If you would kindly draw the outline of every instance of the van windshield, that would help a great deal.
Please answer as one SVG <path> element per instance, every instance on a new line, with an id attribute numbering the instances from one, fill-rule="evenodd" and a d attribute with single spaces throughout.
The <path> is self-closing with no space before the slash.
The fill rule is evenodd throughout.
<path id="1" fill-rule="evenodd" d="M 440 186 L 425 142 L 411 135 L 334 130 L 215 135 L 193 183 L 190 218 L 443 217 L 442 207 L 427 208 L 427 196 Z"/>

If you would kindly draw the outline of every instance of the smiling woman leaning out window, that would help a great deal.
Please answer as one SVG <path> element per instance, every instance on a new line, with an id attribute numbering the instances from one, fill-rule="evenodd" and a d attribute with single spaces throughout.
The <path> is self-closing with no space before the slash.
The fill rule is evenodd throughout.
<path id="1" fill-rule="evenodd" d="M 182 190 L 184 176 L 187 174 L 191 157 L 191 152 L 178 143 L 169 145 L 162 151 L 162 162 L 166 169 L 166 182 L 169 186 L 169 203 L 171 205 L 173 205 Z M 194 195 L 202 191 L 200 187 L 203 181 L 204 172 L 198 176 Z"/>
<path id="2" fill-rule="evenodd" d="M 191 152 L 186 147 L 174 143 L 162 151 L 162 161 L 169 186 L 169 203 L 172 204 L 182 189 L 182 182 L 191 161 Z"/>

|---|

**TASK STATEMENT:** The entire set of entries, and nothing else, should be set down exactly.

**RESULT OF THE EXERCISE:**
If you would kindly draw the outline of every instance of the van windshield, that would help a great deal.
Please answer as one SVG <path> element per instance, every instance on a new line, with an id attribute numbering the instances from one, fill-rule="evenodd" and a d attribute with single spaces throughout.
The <path> is self-closing with no space before the slash.
The fill rule is evenodd throughout.
<path id="1" fill-rule="evenodd" d="M 440 186 L 425 142 L 411 135 L 334 130 L 215 135 L 193 183 L 190 218 L 443 217 L 442 207 L 427 208 L 427 196 Z"/>

If you would kindly draw the outline of every instance of the smiling woman leaning out window, that would help a great deal.
Please answer as one SVG <path> element per instance, every instance on a new line, with an id attribute numbering the instances from one, fill-rule="evenodd" and a d attribute with single spaces throughout.
The <path> is self-closing with no space before the slash.
The fill rule is evenodd throughout.
<path id="1" fill-rule="evenodd" d="M 182 190 L 184 176 L 187 174 L 191 157 L 191 152 L 178 143 L 169 145 L 162 151 L 162 162 L 166 169 L 166 182 L 169 186 L 169 203 L 171 205 L 173 205 Z M 194 195 L 202 191 L 200 187 L 203 181 L 204 172 L 198 176 Z"/>
<path id="2" fill-rule="evenodd" d="M 191 152 L 186 147 L 174 143 L 162 151 L 162 161 L 169 186 L 169 203 L 172 204 L 182 189 L 182 182 L 191 161 Z"/>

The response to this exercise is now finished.